OBJECTIVE. Copy out every line in the records below that contains the word "kayak".

PROVIDED INFORMATION.
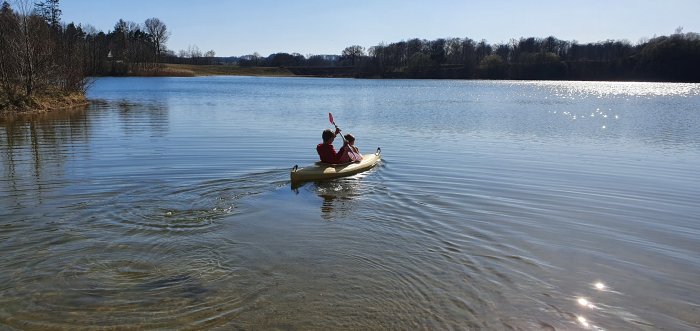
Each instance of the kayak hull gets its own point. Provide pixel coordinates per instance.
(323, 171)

...

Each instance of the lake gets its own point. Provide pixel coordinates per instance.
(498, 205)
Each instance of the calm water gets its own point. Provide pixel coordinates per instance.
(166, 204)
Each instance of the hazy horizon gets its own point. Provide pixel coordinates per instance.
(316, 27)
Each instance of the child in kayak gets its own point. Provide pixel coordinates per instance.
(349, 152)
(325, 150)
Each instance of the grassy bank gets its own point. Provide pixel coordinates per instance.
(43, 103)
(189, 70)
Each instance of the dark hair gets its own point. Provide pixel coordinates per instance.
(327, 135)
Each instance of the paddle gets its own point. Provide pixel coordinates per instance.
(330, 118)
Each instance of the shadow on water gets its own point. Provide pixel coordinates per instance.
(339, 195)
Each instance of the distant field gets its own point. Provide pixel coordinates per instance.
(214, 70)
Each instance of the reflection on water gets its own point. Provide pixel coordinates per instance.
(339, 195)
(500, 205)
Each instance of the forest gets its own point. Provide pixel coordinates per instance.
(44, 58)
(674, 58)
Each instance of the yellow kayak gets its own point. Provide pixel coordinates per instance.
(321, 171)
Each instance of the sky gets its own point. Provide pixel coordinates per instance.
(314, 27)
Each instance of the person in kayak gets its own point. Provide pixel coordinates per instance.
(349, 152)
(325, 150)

--

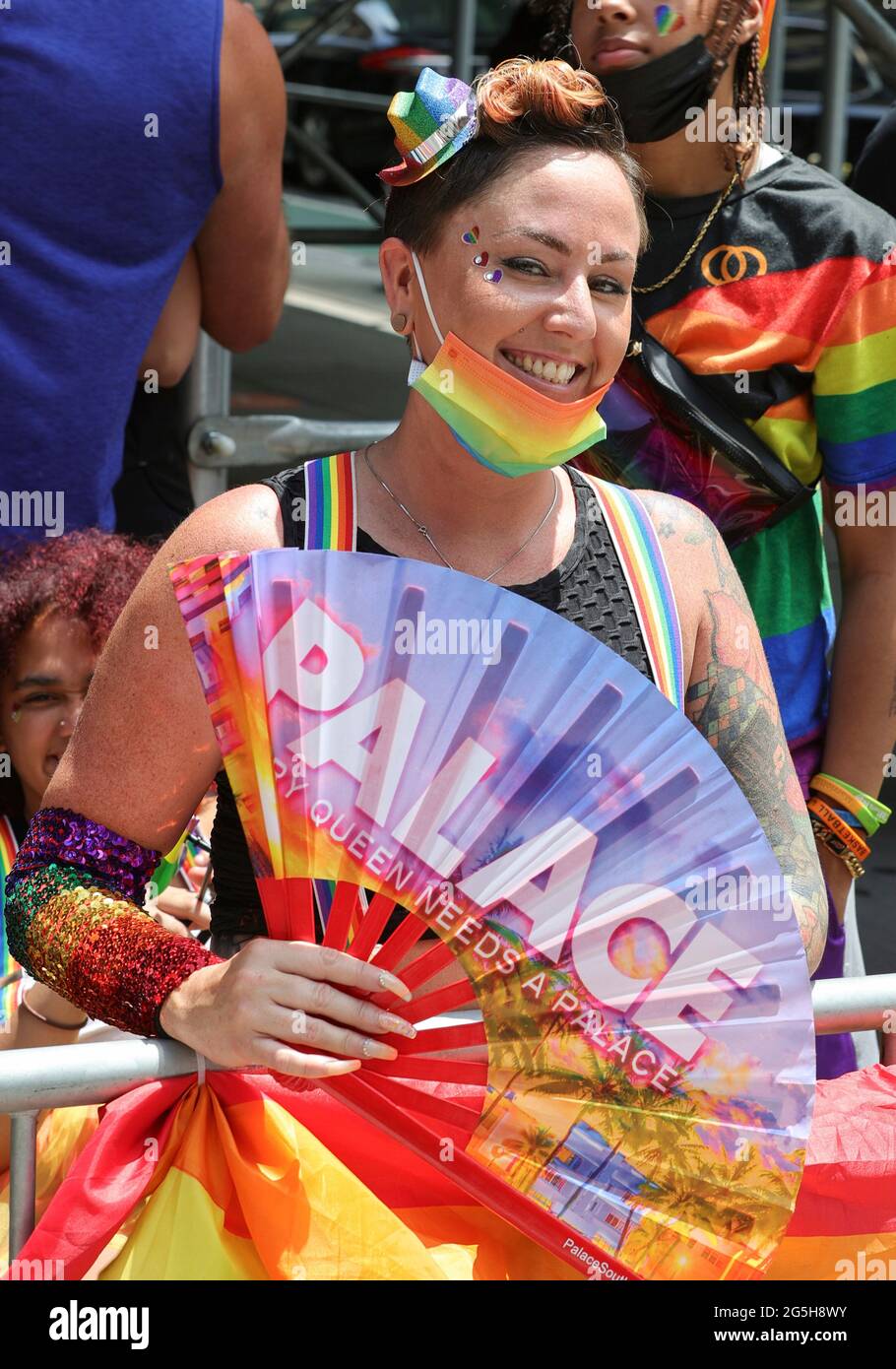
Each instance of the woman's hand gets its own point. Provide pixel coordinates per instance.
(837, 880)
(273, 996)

SOLUTION FOR THIS PROBLEM.
Each instance of the kayak hull gets its own point. Provide pixel coordinates per instance.
Each instance of the child in kayak gets its own point. Provide pixel coordinates per instance.
Each instance of the yellow kayak gets its own point. Provide pixel coordinates per instance.
Each instance of the person in kayak gets its own point. Provide pixel coordinates per instance.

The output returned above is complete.